Short exercise A:
Count the lines of the rows below that contain the string "dense", with uppercase and lowercase treated as different, and give only that number.

Provided passage:
▼

I have a Flask application that is supposed to display the result of a long running function to the user on a specified route. The result is about to change every hour or so. In order to avoid the user having to wait for the result, I want to have it cached somewhere in the application and re-compute it in specific intervals in the background (e.g. every hour) so that no user request ever has to wait for the long running computation function.
The idea I came up with to solve this is as follows, however, I am not completely sure whether this is really "safe" to do in a production environment with a multi-threaded or even multi-processed webserver such as waitress
, eventlet
, gunicorn
or what not.
To re-compute the result in the background, I use a BackgroundScheduler
from the APScheduler library.
The result is then left-appended in a collections.deque object which is registered as a module-wide variable (since there is no better possibility to save application wide globals in a Flask application as far as I know?!). Since the maximum size of the deque is set as 2, old results will pop out on the right side of the deque as new ones come in.
A Flask view now returns deque[0]
to the requester which should always be the newest result. I decided for deque
over Queue
since the latter has no built-in possibility to read the first item without removing it.
Thus, it is guaranteed that no user ever has to wait for the result because the old one only disappears from "cache" in the very moment the new one comes in.
See below for a minimal example of this. When running the script and hitting http://localhost:5000
, one can see the caching in action - "Job finished at" should never be later than 10 seconds plus some very short time for re-computing it behind "Current time", still one should never have to wait the time.sleep(5)
seconds from the job function until the request returns.
Is this a valid implementation for the given requirement that will also work in a production-ready WSGI server setting or should this be accomplished differently?

▲

Short exercise B:
Quote the Flask caching question above word for word, starting at "To re-compute the" and ending at "without removing it.".

Data provided:

▼

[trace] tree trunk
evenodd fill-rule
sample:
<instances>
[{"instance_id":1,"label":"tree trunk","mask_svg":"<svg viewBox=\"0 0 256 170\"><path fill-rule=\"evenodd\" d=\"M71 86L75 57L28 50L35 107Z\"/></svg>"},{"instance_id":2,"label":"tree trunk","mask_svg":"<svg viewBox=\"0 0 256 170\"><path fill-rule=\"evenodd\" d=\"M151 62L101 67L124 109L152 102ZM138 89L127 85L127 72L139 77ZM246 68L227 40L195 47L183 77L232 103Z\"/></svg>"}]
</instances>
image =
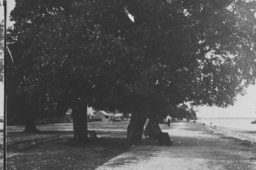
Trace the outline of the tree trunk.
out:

▲
▼

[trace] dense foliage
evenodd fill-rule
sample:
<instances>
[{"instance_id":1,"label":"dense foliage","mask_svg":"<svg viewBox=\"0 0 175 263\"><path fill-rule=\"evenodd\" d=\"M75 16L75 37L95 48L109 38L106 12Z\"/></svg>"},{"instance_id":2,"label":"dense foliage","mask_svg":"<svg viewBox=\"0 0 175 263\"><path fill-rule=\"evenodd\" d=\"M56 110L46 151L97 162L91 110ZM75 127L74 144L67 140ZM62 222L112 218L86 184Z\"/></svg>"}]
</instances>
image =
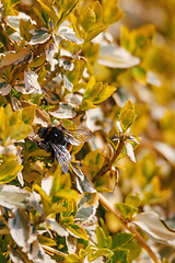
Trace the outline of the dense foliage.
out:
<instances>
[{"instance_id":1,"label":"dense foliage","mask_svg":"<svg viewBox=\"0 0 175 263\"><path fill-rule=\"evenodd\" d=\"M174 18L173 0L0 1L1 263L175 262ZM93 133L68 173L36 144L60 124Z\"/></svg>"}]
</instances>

▲

Output A:
4

Output B:
To re-compute the result in the background, I use a BackgroundScheduler
from the APScheduler library.
The result is then left-appended in a collections.deque object which is registered as a module-wide variable (since there is no better possibility to save application wide globals in a Flask application as far as I know?!). Since the maximum size of the deque is set as 2, old results will pop out on the right side of the deque as new ones come in.
A Flask view now returns deque[0]
to the requester which should always be the newest result. I decided for deque
over Queue
since the latter has no built-in possibility to read the first item without removing it.